[Quoted passage start]

It is University policy that you read your official Drexel email; it is the course policy that you read it at least once per day.

Computer Graphics represents a vast technical field,
ranging from mathematics and geometry topics to computer hardware and
software engineering topics to rendering, animation and virtual
reality, far more than can be comprehensively covered in a 10 week
term. Computer Graphics I is designed to provide students with an
introduction to the fundamental algorithms of computer graphics
through detailed coverage of the mathematics and implementation of
2D and 3D line, curve and surface drawing. The
course culminates with a focus on 3D viewing
and visible surface algorithms.

Students are required to have taken CS260
(Data Structures), CS 350 (Software Design)

[Quoted passage end]
[Data listing start]

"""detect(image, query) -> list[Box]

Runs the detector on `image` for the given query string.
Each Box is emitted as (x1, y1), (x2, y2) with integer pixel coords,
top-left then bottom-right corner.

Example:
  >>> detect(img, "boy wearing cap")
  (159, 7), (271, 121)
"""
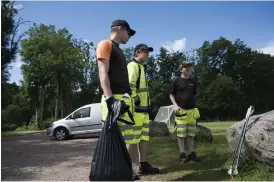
(127, 44), (159, 174)
(96, 20), (139, 177)
(170, 62), (200, 163)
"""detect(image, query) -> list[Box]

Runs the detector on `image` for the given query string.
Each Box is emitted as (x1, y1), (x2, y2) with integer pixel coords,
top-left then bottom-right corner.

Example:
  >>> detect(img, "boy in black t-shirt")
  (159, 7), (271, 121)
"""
(170, 62), (200, 162)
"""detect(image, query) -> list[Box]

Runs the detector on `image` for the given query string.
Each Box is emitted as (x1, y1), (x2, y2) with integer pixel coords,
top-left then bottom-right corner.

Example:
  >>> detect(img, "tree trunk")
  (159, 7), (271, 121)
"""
(37, 87), (46, 129)
(60, 91), (64, 118)
(55, 82), (59, 120)
(40, 87), (46, 128)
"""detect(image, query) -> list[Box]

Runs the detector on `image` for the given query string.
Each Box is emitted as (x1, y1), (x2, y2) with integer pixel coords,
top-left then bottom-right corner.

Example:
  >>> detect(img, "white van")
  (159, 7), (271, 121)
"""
(47, 103), (103, 140)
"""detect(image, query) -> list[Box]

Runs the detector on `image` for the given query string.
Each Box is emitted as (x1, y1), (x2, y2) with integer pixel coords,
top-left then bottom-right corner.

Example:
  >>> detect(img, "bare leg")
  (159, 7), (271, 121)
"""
(187, 136), (194, 153)
(177, 137), (185, 153)
(138, 140), (160, 174)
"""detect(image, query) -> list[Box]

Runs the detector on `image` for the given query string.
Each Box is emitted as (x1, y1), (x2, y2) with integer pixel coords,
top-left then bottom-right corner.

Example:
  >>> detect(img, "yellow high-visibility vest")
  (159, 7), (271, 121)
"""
(127, 60), (150, 113)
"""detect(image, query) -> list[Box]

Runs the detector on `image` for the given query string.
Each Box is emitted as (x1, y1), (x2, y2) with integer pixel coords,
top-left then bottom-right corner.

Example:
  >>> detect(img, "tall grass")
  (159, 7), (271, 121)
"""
(142, 122), (274, 181)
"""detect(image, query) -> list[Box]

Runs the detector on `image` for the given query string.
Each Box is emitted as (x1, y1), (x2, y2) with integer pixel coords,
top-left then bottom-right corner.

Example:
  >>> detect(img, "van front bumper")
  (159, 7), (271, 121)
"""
(47, 127), (53, 137)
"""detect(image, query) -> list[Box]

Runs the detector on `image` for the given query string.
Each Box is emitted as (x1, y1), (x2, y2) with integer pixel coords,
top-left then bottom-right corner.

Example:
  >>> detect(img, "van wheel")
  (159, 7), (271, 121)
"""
(54, 127), (68, 140)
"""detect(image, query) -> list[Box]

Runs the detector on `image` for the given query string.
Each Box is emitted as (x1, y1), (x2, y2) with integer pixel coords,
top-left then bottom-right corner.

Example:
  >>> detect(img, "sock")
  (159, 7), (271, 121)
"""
(187, 137), (194, 154)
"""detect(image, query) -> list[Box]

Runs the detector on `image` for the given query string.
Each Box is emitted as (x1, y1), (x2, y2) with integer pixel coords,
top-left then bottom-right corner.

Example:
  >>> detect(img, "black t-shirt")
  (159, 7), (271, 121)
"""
(170, 77), (196, 109)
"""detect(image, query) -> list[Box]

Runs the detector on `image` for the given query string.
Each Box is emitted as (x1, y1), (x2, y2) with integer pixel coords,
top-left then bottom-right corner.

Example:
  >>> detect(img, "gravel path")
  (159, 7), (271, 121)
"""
(1, 133), (97, 181)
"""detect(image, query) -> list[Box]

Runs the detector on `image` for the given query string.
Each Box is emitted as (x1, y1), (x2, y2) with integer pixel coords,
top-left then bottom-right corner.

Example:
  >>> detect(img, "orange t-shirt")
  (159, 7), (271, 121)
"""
(96, 40), (112, 61)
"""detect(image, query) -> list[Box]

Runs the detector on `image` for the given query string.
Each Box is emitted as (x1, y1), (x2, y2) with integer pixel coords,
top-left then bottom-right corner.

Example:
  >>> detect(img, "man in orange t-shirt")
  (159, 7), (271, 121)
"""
(96, 20), (139, 180)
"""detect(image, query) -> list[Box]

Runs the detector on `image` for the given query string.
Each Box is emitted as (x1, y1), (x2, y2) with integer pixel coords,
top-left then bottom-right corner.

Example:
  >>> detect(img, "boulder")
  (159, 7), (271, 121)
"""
(226, 110), (274, 167)
(171, 124), (213, 143)
(149, 121), (169, 137)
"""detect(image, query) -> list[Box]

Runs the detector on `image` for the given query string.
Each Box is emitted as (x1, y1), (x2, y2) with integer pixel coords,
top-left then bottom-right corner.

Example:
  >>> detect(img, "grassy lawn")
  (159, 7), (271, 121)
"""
(142, 122), (274, 181)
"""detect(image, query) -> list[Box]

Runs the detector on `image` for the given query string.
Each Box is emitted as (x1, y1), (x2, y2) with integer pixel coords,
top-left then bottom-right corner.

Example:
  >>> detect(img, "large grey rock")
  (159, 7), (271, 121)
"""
(171, 124), (213, 143)
(226, 110), (274, 166)
(149, 121), (169, 137)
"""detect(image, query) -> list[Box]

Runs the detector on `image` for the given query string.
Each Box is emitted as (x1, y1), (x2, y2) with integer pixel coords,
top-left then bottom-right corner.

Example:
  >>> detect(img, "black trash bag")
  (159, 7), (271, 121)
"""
(89, 100), (135, 181)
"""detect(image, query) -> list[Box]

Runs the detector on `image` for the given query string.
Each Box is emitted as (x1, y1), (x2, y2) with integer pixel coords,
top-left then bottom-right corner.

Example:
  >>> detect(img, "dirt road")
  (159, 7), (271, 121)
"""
(1, 133), (98, 181)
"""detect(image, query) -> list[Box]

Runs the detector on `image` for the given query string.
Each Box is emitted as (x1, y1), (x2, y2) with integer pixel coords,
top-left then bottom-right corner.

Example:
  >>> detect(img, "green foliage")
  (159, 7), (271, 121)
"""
(1, 1), (24, 82)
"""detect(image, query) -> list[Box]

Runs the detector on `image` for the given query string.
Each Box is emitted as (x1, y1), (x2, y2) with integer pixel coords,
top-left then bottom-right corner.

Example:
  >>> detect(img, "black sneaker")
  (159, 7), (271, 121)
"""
(132, 170), (141, 181)
(139, 162), (160, 174)
(180, 152), (191, 163)
(189, 152), (201, 162)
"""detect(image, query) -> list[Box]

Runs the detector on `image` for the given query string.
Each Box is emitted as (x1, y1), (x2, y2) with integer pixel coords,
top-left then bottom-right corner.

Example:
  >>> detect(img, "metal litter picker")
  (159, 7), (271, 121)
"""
(228, 106), (255, 177)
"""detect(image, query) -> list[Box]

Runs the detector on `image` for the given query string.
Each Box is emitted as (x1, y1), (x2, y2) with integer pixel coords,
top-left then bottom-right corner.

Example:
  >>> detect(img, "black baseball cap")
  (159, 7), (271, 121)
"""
(111, 20), (136, 36)
(134, 44), (153, 53)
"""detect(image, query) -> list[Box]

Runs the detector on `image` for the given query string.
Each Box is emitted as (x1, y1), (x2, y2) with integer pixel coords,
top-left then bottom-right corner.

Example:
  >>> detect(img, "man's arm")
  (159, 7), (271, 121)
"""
(98, 60), (112, 98)
(169, 79), (180, 112)
(127, 62), (138, 98)
(96, 40), (112, 98)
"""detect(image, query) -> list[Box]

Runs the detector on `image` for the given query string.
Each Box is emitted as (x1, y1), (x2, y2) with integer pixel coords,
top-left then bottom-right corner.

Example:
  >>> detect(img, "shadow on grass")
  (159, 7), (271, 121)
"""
(149, 135), (228, 174)
(171, 169), (229, 181)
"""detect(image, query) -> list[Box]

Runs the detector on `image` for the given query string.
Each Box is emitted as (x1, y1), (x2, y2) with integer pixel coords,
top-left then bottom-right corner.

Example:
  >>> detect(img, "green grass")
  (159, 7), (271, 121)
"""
(141, 122), (274, 181)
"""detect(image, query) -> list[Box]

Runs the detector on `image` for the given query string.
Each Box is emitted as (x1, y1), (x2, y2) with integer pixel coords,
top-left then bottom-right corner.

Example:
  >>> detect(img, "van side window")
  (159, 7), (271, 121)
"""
(73, 107), (90, 118)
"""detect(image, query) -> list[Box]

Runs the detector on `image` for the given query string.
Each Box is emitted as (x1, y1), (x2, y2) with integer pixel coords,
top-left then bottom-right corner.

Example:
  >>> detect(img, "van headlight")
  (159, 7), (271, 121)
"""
(49, 123), (54, 128)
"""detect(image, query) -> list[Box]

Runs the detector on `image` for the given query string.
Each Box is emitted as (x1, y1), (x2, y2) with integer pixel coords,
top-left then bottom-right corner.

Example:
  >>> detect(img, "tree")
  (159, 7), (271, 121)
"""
(20, 24), (83, 125)
(1, 1), (25, 83)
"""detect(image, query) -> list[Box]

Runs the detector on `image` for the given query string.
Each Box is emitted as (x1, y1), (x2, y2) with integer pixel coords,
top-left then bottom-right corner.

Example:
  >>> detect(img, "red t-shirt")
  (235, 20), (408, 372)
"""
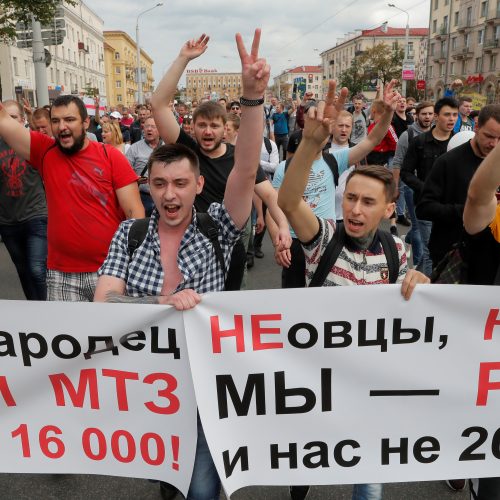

[Data listing end]

Required work:
- A) Check each statement against the course description. For each, answer yes or no and quote the words from the description that decide it.
(i) The course requires students to read their Drexel email at least once per day.
(ii) The course gives comprehensive coverage of virtual reality.
(iii) The course ends with a focus on 3D viewing and visible surface algorithms.
- B) In the course description, what course number goes with Data Structures?
- C) Pick up the course description on Computer Graphics I from the point where it stops.

Answers to the tasks:
- A)
(i) Yes: "it is the course policy that you read it at least once per day."
(ii) No: "far more than can be comprehensively covered in a 10 week term."
(iii) Yes: "The course culminates with a focus on 3D viewing and visible surface algorithms."

- B) CS260.

- C)
and Math 201 (Linear
Algebra). You will find this course extremely difficult if you do
not have strong (B or better) linear algebra skills. Minimal review of
linear algebra will be given in this class. Students are assumed to
have excellent knowledge of programming. Students can use whatever
programming language they wish (C, C++, Java, etc.) for the
assignments in this class with the following caveat: you will need to
turn in both source code and a makefile for testing and
evaluation. Code must run as a single
command-line process on the CS Department's Linux (tux) computers, or
possibly on a MacOS X computer, without needing special libraries.
Arguments passed to the
command-line will parameterize assignments; hence you'll need to
read command-line arguments (argc, argv) and parse input files. This
course is mathematically intense and implementationally challenging.
You will be required to implement complex data structures and
mathematical calculations as
a regular part of your assignments.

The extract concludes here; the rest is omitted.